• Task description:
Please find every line in the entries below that contains the string "shaped", and copy it.

Natural-language object grounding data:
:::::
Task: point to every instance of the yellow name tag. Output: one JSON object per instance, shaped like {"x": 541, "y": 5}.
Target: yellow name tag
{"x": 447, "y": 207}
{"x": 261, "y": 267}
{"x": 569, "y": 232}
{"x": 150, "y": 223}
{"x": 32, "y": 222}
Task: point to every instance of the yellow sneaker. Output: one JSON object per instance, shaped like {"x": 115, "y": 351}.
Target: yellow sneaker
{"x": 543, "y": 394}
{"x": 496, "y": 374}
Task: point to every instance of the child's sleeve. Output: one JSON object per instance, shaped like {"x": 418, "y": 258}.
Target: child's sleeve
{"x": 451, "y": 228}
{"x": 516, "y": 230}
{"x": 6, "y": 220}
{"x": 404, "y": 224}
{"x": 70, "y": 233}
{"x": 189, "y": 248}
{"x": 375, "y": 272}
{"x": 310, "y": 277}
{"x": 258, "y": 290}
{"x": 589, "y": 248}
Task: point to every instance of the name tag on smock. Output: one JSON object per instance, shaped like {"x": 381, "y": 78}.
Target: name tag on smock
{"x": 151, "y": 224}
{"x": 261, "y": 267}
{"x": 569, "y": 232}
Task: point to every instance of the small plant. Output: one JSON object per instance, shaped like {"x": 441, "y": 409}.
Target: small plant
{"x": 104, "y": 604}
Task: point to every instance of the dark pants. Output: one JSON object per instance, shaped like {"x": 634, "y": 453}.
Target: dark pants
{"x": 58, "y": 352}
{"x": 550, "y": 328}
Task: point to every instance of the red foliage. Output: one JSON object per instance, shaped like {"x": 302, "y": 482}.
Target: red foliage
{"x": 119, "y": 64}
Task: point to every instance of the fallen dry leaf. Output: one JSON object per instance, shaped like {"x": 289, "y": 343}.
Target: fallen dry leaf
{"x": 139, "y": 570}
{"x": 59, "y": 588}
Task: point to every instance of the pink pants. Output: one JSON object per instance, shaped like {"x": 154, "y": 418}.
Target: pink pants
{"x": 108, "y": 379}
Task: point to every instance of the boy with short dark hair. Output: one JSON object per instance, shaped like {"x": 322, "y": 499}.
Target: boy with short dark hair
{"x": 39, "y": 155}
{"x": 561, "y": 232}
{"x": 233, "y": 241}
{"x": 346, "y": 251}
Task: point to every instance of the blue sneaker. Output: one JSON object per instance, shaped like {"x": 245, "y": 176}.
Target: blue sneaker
:::::
• Your solution:
Task: point to every instance of the yellow name tag. Output: one JSON object per instance, shaped like {"x": 541, "y": 5}.
Task: point to every instance of the yellow sneaker. Output: one JSON object per instance, shaped like {"x": 115, "y": 351}.
Task: point to every instance of the child's sleeve. Output: one JSON object per instance, shaped like {"x": 418, "y": 258}.
Task: point to every instance of the name tag on smock. Output: one JSON object per instance, shaped like {"x": 381, "y": 78}.
Task: point to every instance of the small plant. Output: one JSON object per instance, shaped like {"x": 441, "y": 409}.
Task: point to every instance of the dark pants. Output: one JSON object per instance, shaped like {"x": 634, "y": 453}.
Task: point to every instance of the red foliage. Output: one JSON object per instance, shaped like {"x": 302, "y": 482}.
Task: point to every instance of the fallen dry leaf. Output: one JSON object per instance, shaped like {"x": 289, "y": 343}.
Task: point to every instance of the pink pants. Output: one JSON object per instance, shaped like {"x": 154, "y": 418}.
Task: point to every instance of the boy with short dark hair. Output: one JSON object per instance, shaped like {"x": 322, "y": 499}.
Task: point to every instance of the blue sneaker. Output: one JSON object per instance, shaped like {"x": 245, "y": 176}.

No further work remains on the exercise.